Ma vie a été une suite de vies intenses mais meurtries par des jalousies, des incompréhensions, des trahisons et des injustices, où ma façon de les vivre – par naïveté, croyances, certitudes et passions – m’a conduit derrière ces murs aux multiples peines.
J’ai compris par la douleur et l’enfermement, que ce droit pourtant légitime de pouvoir agir ou m’exprimer selon mes convictions, cette liberté de choisir, de donner, de partager, quelque soit sa forme, ne pouvait pas durer dans ce monde trop ambigu, au système souvent trop tordu.
Une liberté que je me suis autorisée, que d’autres m’ont donné pour ma créativité, pour les apparences, et qui m’a permis de mieux supporter les symptômes douloureux d’une affection – passée sous silence par une tumeur certes bénigne, mais assez maligne pour m’avoir confinée pendant des années où chaque jour suffisait à sa peine.

_ _ _

◆ CONSIGNE 1 ◆
Réécris un passage du texte à lire en commençant aux mots qui contiennent "Ma vie a été" et en t'arrêtant après "souvent trop tordu.". Remplace "naïveté" par "innocence".
◆ CONSIGNE 2 ◆
D'après le texte à lire, qu'est-ce qui a confiné pendant des années la personne qui parle ?

_ _ _

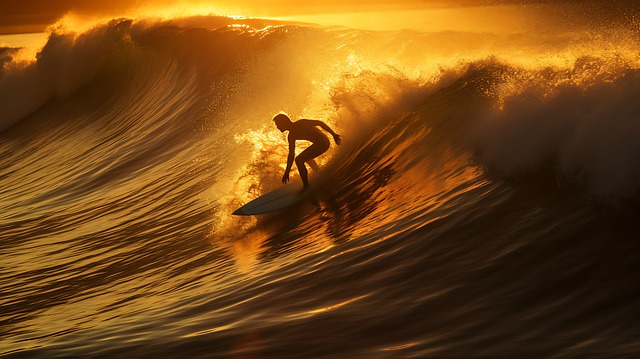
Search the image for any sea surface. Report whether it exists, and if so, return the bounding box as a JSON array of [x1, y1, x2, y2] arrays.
[[0, 12, 640, 358]]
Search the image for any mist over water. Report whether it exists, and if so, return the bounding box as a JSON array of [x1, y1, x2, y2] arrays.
[[0, 7, 640, 358]]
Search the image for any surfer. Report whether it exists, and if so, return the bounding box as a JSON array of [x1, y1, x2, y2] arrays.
[[273, 113, 342, 191]]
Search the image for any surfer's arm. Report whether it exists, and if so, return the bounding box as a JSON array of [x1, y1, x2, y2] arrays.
[[309, 120, 342, 145], [282, 138, 296, 183]]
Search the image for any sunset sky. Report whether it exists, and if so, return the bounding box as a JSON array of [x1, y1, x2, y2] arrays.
[[0, 0, 640, 34]]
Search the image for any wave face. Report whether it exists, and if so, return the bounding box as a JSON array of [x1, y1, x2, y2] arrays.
[[0, 13, 640, 358]]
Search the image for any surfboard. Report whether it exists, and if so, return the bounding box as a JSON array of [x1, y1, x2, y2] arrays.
[[232, 183, 310, 216]]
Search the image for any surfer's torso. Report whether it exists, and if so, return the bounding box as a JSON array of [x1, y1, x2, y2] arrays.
[[289, 120, 329, 144]]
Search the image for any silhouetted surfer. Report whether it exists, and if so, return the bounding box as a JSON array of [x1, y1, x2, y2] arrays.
[[273, 113, 342, 191]]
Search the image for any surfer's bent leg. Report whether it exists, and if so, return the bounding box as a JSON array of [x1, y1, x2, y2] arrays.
[[296, 140, 329, 189]]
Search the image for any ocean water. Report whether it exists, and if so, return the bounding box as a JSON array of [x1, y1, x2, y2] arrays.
[[0, 12, 640, 358]]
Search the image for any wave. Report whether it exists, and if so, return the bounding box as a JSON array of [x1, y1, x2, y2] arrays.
[[0, 17, 640, 201], [0, 12, 640, 357]]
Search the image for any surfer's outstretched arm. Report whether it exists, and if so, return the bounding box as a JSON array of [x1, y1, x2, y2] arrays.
[[282, 136, 296, 183], [309, 120, 342, 145]]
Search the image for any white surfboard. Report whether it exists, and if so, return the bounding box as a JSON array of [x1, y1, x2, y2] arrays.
[[232, 183, 310, 216]]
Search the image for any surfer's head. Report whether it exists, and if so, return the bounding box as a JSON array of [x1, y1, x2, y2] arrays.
[[273, 113, 293, 132]]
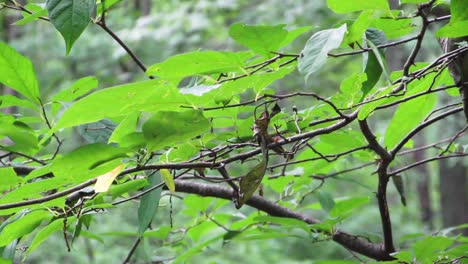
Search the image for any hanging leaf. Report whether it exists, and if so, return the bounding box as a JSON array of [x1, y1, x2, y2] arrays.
[[297, 24, 346, 81], [46, 0, 96, 54], [138, 172, 161, 235], [160, 169, 175, 193], [392, 175, 406, 206], [94, 164, 123, 193]]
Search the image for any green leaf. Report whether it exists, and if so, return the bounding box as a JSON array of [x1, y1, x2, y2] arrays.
[[392, 175, 406, 206], [49, 80, 185, 134], [236, 158, 267, 209], [159, 169, 175, 193], [345, 10, 374, 45], [361, 28, 387, 99], [24, 216, 76, 258], [0, 42, 39, 104], [229, 23, 288, 57], [143, 111, 210, 150], [436, 20, 468, 38], [385, 94, 437, 149], [46, 0, 96, 54], [0, 167, 21, 192], [15, 4, 48, 26], [0, 210, 50, 247], [279, 26, 312, 48], [138, 172, 162, 236], [316, 191, 335, 212], [146, 51, 251, 85], [52, 76, 98, 102], [358, 84, 399, 120], [413, 236, 454, 263], [0, 94, 37, 110], [327, 0, 390, 14], [0, 115, 39, 155], [450, 0, 468, 22], [51, 143, 127, 182], [298, 24, 346, 81], [330, 196, 371, 219]]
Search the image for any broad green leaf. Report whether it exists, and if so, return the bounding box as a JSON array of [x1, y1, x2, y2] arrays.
[[385, 94, 437, 149], [138, 172, 162, 236], [15, 4, 48, 26], [0, 42, 39, 104], [358, 84, 399, 120], [0, 115, 39, 155], [94, 164, 123, 193], [24, 216, 76, 258], [229, 23, 288, 57], [236, 158, 267, 209], [174, 233, 226, 263], [330, 196, 371, 219], [371, 18, 416, 39], [436, 20, 468, 38], [46, 0, 96, 54], [76, 118, 116, 143], [52, 76, 98, 102], [327, 0, 390, 14], [0, 94, 37, 111], [436, 0, 468, 38], [0, 167, 21, 192], [344, 10, 374, 45], [298, 24, 346, 81], [0, 210, 50, 247], [413, 236, 454, 263], [107, 179, 148, 198], [450, 0, 468, 22], [392, 175, 406, 206], [159, 169, 175, 193], [143, 110, 210, 150], [361, 28, 387, 96], [49, 80, 185, 131], [316, 191, 335, 213], [51, 143, 127, 181], [109, 112, 140, 143], [334, 73, 367, 107], [146, 51, 251, 84], [279, 26, 312, 48]]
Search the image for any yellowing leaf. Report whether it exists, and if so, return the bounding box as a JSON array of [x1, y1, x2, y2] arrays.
[[160, 169, 175, 193], [94, 164, 123, 193]]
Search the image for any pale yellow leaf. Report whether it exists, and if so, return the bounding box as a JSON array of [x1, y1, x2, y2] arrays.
[[159, 169, 175, 193], [94, 164, 123, 193]]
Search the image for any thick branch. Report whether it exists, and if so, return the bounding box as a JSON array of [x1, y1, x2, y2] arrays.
[[175, 180, 393, 260]]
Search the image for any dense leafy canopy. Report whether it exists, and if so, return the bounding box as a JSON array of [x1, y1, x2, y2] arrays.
[[0, 0, 468, 263]]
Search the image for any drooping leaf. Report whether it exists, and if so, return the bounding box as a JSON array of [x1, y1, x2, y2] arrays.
[[146, 51, 251, 85], [298, 24, 346, 81], [15, 4, 47, 26], [361, 28, 387, 99], [392, 175, 406, 206], [51, 143, 127, 181], [235, 159, 267, 209], [94, 164, 123, 193], [0, 167, 21, 192], [46, 0, 96, 54], [385, 94, 437, 149], [50, 80, 185, 133], [143, 110, 210, 150], [0, 42, 39, 104], [229, 23, 288, 57], [138, 172, 162, 236], [0, 210, 50, 247], [327, 0, 390, 14], [159, 169, 175, 193]]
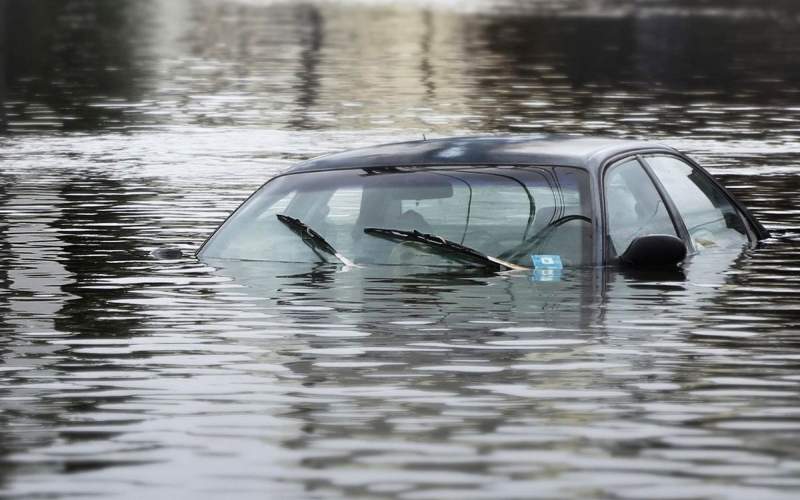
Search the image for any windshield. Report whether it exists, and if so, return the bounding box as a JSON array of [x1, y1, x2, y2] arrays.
[[200, 167, 592, 267]]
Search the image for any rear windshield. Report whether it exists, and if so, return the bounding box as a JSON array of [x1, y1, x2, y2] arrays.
[[200, 167, 592, 266]]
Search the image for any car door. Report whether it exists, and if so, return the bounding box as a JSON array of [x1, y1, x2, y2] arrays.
[[603, 158, 683, 261], [642, 155, 754, 252]]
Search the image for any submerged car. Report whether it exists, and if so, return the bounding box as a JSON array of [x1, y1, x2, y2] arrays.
[[198, 135, 768, 270]]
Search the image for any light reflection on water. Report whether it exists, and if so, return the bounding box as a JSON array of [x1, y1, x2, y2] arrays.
[[0, 1, 800, 499]]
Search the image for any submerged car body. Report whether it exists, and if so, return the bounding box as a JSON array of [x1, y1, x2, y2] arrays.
[[198, 135, 768, 269]]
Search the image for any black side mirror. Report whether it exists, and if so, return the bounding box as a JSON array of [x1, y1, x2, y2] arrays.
[[150, 247, 183, 260], [619, 234, 686, 269]]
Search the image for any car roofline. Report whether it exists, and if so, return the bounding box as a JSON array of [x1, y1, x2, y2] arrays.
[[284, 134, 679, 173]]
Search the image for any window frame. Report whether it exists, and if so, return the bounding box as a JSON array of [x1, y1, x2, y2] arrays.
[[597, 148, 769, 264], [641, 153, 759, 245], [599, 153, 693, 263]]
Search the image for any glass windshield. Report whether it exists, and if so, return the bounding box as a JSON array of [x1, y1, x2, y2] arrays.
[[200, 167, 592, 267]]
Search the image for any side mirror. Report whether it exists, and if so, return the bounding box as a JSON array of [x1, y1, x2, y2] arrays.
[[150, 247, 183, 260], [619, 234, 686, 269]]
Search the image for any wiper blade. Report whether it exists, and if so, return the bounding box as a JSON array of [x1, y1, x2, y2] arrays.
[[364, 227, 528, 270], [276, 214, 357, 267]]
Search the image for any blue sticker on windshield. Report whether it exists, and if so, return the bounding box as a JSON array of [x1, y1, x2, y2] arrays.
[[531, 269, 561, 281], [531, 254, 564, 269]]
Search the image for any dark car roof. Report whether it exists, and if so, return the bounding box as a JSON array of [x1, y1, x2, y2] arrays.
[[289, 134, 674, 172]]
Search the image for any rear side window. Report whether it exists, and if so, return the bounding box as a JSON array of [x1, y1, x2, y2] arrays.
[[646, 156, 748, 251], [605, 160, 677, 255]]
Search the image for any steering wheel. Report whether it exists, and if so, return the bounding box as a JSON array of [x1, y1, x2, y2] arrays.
[[497, 214, 592, 260]]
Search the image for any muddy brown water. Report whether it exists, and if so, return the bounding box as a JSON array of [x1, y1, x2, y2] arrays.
[[0, 0, 800, 499]]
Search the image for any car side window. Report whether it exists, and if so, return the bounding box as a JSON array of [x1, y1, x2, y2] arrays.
[[646, 156, 748, 251], [605, 160, 677, 255]]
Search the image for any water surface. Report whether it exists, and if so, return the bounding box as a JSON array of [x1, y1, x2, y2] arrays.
[[0, 0, 800, 499]]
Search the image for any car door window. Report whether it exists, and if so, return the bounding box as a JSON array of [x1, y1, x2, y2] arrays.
[[646, 156, 748, 251], [605, 160, 677, 255]]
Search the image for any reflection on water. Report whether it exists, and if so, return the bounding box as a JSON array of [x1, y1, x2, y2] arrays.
[[0, 0, 800, 499]]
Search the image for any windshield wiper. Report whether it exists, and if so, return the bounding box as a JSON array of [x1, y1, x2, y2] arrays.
[[364, 227, 528, 270], [276, 214, 357, 267]]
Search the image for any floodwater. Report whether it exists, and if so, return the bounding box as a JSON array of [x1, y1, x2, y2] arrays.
[[0, 0, 800, 500]]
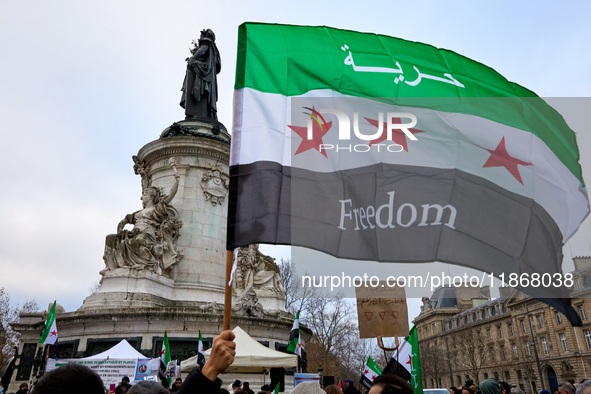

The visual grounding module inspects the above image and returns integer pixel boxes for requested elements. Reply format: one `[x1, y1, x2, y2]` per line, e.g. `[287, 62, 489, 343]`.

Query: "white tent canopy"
[181, 327, 298, 373]
[82, 339, 146, 360]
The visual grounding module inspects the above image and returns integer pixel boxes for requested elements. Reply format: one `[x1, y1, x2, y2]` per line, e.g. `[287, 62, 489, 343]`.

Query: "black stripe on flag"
[228, 162, 581, 325]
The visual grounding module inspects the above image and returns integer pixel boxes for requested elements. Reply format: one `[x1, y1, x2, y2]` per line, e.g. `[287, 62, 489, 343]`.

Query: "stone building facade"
[414, 257, 591, 394]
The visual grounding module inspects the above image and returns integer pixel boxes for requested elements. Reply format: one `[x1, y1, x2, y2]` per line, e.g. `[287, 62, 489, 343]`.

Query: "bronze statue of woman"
[180, 29, 222, 120]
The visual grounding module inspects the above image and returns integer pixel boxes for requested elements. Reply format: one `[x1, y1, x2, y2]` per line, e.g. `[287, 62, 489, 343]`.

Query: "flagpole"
[223, 250, 234, 331]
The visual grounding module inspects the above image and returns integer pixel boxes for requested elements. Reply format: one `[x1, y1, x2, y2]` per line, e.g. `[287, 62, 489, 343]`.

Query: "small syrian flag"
[39, 301, 57, 345]
[160, 331, 171, 387]
[287, 311, 302, 357]
[384, 326, 423, 394]
[359, 357, 382, 390]
[197, 330, 205, 368]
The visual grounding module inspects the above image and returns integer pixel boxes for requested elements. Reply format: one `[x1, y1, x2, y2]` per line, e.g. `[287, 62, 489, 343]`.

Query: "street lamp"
[445, 335, 454, 386]
[525, 296, 546, 390]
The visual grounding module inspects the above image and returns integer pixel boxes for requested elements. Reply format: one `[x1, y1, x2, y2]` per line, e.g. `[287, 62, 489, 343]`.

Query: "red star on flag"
[288, 107, 332, 159]
[365, 118, 425, 152]
[482, 137, 532, 185]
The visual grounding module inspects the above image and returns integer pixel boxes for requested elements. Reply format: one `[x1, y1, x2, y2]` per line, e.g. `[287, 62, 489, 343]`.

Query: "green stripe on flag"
[235, 23, 584, 184]
[38, 301, 56, 344]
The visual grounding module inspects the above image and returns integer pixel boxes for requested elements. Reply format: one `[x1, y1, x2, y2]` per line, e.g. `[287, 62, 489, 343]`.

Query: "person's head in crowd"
[499, 382, 511, 394]
[478, 379, 501, 394]
[173, 378, 183, 391]
[324, 384, 343, 394]
[558, 382, 577, 394]
[261, 384, 273, 394]
[128, 380, 169, 394]
[291, 381, 326, 394]
[32, 364, 105, 394]
[580, 379, 591, 394]
[369, 375, 413, 394]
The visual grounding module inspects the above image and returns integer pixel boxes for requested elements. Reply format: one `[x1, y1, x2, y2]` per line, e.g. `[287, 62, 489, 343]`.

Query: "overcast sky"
[0, 0, 591, 328]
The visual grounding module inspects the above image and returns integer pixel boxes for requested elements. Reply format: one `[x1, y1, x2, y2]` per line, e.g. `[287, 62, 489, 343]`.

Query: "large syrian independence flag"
[227, 23, 589, 324]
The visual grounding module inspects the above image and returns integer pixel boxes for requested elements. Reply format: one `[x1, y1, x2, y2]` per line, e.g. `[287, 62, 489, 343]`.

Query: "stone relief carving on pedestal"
[232, 289, 263, 318]
[100, 156, 183, 277]
[233, 244, 285, 296]
[200, 170, 228, 205]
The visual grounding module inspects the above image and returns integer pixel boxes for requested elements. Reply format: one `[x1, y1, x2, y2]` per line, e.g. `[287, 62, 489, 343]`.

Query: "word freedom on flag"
[227, 23, 589, 324]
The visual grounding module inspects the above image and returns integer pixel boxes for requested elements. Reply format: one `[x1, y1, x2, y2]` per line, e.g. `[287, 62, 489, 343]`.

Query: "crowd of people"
[8, 330, 591, 394]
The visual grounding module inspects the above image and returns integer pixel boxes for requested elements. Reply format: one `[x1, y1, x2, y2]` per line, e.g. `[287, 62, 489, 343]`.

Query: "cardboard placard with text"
[355, 282, 409, 338]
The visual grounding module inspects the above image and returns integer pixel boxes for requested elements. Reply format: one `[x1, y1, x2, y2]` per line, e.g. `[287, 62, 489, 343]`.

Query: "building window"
[579, 305, 587, 320]
[583, 330, 591, 349]
[560, 333, 568, 353]
[542, 337, 549, 356]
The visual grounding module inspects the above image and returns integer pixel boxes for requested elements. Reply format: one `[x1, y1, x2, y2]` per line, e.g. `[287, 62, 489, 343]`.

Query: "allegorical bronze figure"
[181, 29, 222, 120]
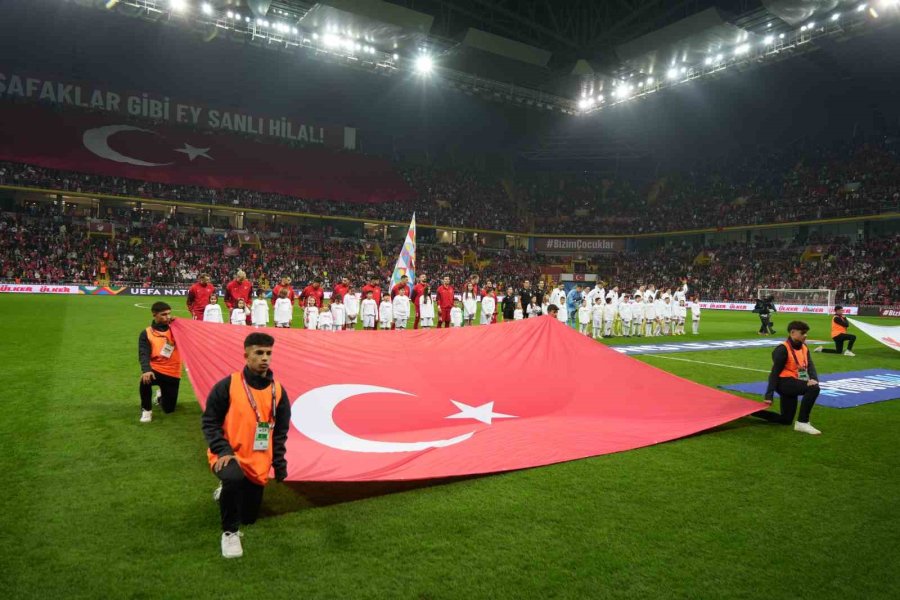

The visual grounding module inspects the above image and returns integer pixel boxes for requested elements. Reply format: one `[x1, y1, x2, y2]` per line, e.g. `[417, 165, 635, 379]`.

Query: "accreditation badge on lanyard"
[241, 373, 275, 452]
[159, 340, 175, 358]
[791, 348, 809, 381]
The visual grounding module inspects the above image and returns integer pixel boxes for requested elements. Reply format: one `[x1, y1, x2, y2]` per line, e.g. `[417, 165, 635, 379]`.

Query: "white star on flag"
[444, 400, 518, 425]
[175, 142, 213, 162]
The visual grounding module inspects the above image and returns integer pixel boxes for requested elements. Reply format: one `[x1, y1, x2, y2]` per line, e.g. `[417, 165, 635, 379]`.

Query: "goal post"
[756, 288, 837, 306]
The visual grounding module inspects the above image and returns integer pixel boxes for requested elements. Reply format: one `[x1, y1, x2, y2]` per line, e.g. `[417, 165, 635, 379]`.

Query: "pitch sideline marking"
[645, 354, 769, 373]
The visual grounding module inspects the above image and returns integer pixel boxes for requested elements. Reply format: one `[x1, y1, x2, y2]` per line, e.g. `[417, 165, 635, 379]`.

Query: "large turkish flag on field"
[173, 317, 761, 481]
[0, 104, 415, 203]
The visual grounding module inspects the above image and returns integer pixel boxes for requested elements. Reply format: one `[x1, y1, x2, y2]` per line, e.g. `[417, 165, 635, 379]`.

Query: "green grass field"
[0, 295, 900, 600]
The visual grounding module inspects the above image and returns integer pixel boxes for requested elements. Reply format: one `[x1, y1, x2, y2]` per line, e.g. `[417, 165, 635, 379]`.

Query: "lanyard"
[788, 343, 808, 371]
[241, 371, 275, 426]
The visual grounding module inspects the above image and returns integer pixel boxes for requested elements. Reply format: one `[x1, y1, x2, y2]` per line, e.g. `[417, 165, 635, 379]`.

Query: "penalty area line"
[645, 354, 769, 373]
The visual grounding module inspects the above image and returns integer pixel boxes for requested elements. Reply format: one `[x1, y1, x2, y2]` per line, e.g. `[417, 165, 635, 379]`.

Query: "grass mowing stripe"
[647, 354, 769, 373]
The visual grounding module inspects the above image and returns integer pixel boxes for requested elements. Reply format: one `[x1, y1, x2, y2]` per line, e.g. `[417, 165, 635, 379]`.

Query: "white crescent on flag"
[291, 384, 478, 452]
[81, 125, 174, 167]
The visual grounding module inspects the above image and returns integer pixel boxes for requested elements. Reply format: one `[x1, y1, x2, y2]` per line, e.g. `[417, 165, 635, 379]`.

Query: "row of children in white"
[203, 286, 700, 337]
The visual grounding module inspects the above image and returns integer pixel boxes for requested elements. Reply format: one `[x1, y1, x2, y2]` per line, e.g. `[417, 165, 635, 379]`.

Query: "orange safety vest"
[147, 327, 181, 379]
[831, 318, 847, 339]
[778, 340, 809, 379]
[206, 371, 283, 485]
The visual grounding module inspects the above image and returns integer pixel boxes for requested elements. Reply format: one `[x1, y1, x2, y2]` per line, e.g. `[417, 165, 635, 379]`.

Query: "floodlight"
[416, 54, 434, 75]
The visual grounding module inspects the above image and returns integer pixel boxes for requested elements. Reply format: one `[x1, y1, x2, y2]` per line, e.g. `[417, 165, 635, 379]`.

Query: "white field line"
[644, 354, 770, 373]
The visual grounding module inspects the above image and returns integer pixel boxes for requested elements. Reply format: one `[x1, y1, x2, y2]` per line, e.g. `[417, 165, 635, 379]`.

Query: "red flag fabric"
[172, 317, 762, 481]
[0, 105, 415, 203]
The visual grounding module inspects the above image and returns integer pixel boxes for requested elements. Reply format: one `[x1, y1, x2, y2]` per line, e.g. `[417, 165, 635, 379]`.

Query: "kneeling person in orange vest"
[751, 321, 822, 435]
[202, 333, 291, 558]
[138, 302, 181, 423]
[814, 306, 856, 356]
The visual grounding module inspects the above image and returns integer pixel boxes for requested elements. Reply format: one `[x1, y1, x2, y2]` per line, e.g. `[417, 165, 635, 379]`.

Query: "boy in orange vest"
[138, 302, 181, 423]
[814, 306, 856, 356]
[752, 321, 822, 435]
[201, 333, 291, 558]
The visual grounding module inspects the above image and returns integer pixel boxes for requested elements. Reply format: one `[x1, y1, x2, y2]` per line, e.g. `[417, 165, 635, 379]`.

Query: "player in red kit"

_ _ _

◆ RÉPONSE 1 ◆
Ma vie a été une suite de vies intenses mais meurtries par des jalousies, des incompréhensions, des trahisons et des injustices, où ma façon de les vivre – par innocence, croyances, certitudes et passions – m’a conduit derrière ces murs aux multiples peines.
J’ai compris par la douleur et l’enfermement, que ce droit pourtant légitime de pouvoir agir ou m’exprimer selon mes convictions, cette liberté de choisir, de donner, de partager, quelque soit sa forme, ne pouvait pas durer dans ce monde trop ambigu, au système souvent trop tordu.

◆ RÉPONSE 2 ◆
Une tumeur certes bénigne, mais assez maligne pour la confiner.